SELECTED PASSAGE:
* BEGIN *

You are viewing a plain text version of this content. The canonical link for it is here.
Posted to commits@spark.apache.org by jk...@apache.org on 2015/07/24 03:53:13 UTC

spark git commit: [SPARK-9122] [MLLIB] [PySpark] spark.mllib regression support batch predict

Repository: spark
Updated Branches:
  refs/heads/master 8a94eb23d -> 52de3acca


[SPARK-9122] [MLLIB] [PySpark] spark.mllib regression support batch predict

spark.mllib support batch predict for LinearRegressionModel, RidgeRegressionModel and LassoModel.

Author: Yanbo Liang <yb...@gmail.com>

Closes #7614 from yanboliang/spark-9122 and squashes the following commits:

4e610c0 [Yanbo Liang] spark.mllib regression support batch predict


Project: http://git-wip-us.apache.org/repos/asf/spark/repo
Commit: http://git-wip-us.apache.org/repos/asf/spark/commit/52de3acc
Tree: http://git-wip-us.apache.org/repos/asf/spark/tree/52de3acc
Diff: http://git-wip-us.apache.org/repos/asf/spark/diff/52de3acc

Branch: refs/heads/master
Commit: 52de3acca4ce8c36fd4c9ce162473a091701bbc7
Parents: 8a94eb2
Author: Yanbo Liang <yb...@gmail.com>
Authored: Thu Jul 23 18:53:07 2015 -0700
Committer: Joseph K. Bradley <jo...@databricks.com>
Committed: Thu Jul 23 18:53:07 2015 -0700

----------------------------------------------------------------------
 python/pyspark/mllib/regression.py | 12 ++++++++++--
 1 file changed, 10 insertions(+), 2 deletions(-)

* END *

PROVIDED MATERIAL:
* BEGIN *

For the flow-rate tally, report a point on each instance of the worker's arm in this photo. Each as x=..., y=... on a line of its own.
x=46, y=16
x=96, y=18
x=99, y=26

* END *

TO-DO LIST:
(A) According to the commit notice, which three models gained batch predict support?
(B) Transcribe everything in the commit notice from "Posted to commits@spark.apache.org" down to "RidgeRegressionModel and LassoModel.".

RESPONSE LIST:
(A) LinearRegressionModel, RidgeRegressionModel and LassoModel.

(B)
Posted to commits@spark.apache.org by jk...@apache.org on 2015/07/24 03:53:13 UTC

spark git commit: [SPARK-9122] [MLLIB] [PySpark] spark.mllib regression support batch predict

Repository: spark
Updated Branches:
  refs/heads/master 8a94eb23d -> 52de3acca


[SPARK-9122] [MLLIB] [PySpark] spark.mllib regression support batch predict

spark.mllib support batch predict for LinearRegressionModel, RidgeRegressionModel and LassoModel.